Exercise goal:
Gather every line in the material below that contains the word "face". Copy each line unchanged.

==== Stored data

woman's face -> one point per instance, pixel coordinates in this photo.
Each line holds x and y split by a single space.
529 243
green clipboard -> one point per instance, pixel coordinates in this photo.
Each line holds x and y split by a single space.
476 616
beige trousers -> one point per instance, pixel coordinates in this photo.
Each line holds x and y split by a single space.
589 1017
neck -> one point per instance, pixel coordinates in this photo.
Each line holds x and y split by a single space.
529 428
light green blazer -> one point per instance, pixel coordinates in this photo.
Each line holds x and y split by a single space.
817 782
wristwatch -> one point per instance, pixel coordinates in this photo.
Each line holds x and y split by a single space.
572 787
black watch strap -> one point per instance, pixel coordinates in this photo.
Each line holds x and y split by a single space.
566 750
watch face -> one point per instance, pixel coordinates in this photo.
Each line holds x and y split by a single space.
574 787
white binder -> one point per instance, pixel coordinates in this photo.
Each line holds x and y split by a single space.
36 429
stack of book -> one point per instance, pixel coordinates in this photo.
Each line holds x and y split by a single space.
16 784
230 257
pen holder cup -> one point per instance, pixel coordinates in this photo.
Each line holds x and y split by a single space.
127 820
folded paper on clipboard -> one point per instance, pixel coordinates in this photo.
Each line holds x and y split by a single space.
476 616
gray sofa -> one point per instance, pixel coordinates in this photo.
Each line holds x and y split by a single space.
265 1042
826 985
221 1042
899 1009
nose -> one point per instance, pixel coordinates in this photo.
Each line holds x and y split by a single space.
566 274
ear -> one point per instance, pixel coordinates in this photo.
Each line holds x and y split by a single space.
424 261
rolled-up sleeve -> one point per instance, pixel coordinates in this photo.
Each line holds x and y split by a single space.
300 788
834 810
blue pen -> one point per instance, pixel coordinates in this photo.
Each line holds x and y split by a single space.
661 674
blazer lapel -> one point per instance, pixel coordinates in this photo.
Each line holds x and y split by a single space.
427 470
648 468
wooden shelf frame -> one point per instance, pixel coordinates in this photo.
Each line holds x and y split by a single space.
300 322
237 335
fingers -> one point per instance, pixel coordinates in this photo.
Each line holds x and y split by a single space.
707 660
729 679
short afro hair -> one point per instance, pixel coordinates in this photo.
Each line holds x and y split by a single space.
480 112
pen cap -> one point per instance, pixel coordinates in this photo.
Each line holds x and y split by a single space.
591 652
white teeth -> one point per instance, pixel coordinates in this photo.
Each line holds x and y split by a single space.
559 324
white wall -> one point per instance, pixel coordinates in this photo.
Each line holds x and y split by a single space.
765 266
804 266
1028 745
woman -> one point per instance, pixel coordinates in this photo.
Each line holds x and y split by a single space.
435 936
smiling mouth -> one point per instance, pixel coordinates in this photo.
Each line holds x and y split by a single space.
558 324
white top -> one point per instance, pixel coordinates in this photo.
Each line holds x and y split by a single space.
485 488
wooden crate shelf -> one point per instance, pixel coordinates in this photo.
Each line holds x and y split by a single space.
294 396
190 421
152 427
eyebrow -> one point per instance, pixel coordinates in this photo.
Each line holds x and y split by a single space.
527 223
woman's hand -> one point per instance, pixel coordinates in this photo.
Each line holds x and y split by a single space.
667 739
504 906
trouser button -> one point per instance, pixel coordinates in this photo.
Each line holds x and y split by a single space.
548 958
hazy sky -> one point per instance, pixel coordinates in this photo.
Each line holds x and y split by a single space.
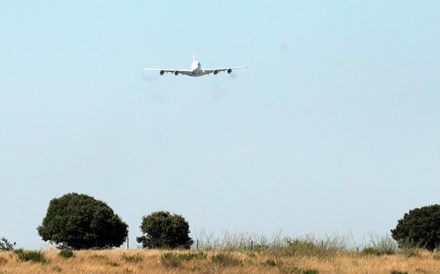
334 127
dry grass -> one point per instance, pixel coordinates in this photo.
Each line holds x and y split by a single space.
263 261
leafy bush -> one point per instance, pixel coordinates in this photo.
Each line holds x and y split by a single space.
170 260
66 253
33 256
419 227
163 230
79 221
6 245
380 246
224 259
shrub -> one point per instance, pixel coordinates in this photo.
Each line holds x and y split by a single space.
163 230
419 228
380 246
33 256
170 260
79 221
6 245
66 253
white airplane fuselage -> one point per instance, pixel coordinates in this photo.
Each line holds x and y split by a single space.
196 70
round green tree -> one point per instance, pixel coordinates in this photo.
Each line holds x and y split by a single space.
164 230
79 221
419 227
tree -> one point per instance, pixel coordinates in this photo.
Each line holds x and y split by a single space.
6 245
163 230
79 221
419 227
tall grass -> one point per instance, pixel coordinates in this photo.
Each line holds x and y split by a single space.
277 244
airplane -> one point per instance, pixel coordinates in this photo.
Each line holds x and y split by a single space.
195 71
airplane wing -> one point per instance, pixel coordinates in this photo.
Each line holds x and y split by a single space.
173 71
217 70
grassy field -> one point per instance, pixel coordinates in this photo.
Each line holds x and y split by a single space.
218 261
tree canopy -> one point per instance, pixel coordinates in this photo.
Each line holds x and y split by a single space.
419 227
164 230
79 221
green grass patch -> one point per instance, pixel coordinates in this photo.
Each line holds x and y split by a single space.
132 258
66 253
170 259
269 262
225 259
31 256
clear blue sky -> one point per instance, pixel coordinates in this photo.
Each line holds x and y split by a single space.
333 128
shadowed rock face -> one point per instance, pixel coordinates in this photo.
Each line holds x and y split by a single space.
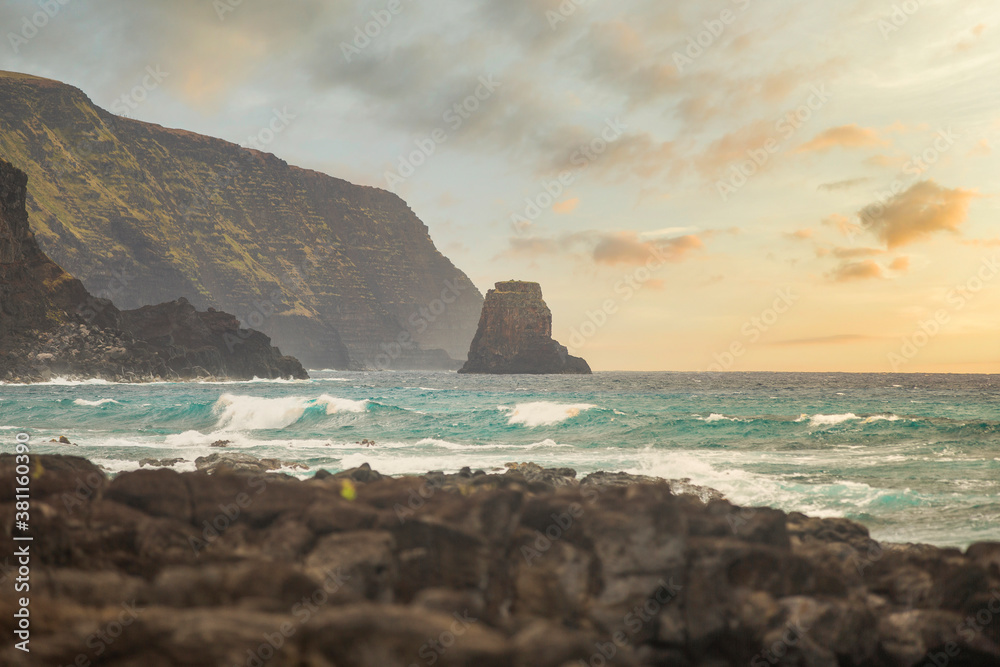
530 568
339 275
515 335
51 326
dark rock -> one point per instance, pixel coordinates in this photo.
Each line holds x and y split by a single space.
462 569
335 273
515 335
51 326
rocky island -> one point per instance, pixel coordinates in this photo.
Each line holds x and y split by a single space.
515 335
51 326
530 567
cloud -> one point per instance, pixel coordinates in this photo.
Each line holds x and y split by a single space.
566 206
851 253
845 136
608 248
881 161
917 213
982 149
843 185
864 270
841 224
839 339
627 248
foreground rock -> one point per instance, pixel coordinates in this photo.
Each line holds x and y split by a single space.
51 326
515 335
529 568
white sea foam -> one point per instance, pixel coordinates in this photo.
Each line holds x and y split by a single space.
544 413
97 403
831 420
887 417
335 405
252 413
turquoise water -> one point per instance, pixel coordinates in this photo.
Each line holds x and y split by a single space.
913 457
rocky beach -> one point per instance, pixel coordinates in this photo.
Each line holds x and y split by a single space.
530 567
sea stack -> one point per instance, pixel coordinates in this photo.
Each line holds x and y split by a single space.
515 335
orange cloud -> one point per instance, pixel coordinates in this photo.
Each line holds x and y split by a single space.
626 248
882 161
863 270
851 253
983 148
567 206
916 213
845 136
611 248
843 224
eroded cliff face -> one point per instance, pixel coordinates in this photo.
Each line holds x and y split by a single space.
50 325
515 335
339 275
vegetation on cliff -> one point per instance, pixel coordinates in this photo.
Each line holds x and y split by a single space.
339 275
50 325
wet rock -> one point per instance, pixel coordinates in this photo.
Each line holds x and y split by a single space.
515 335
506 569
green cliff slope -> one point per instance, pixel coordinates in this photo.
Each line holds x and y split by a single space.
339 275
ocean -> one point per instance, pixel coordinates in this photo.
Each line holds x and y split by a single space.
915 458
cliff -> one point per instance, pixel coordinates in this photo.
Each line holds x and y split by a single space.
531 568
50 325
515 335
337 274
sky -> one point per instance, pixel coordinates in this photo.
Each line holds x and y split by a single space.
716 185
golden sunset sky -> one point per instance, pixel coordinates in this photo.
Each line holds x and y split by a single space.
738 185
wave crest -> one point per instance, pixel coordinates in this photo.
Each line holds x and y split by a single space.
545 413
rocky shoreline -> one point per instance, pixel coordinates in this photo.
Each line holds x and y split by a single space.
532 567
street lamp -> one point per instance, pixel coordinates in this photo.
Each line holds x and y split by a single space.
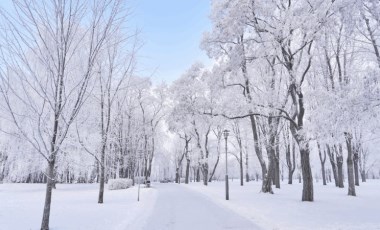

========

Exercise answer:
woman's face -> one point per instance, pixel coordinates in this photo.
watch face -> one point per instance, pixel coordinates in this photo.
shadowed rock face -> one point per instance, pixel coordinates in this photo.
eroded cliff face -> one point per instance, pixel coordinates in this photo.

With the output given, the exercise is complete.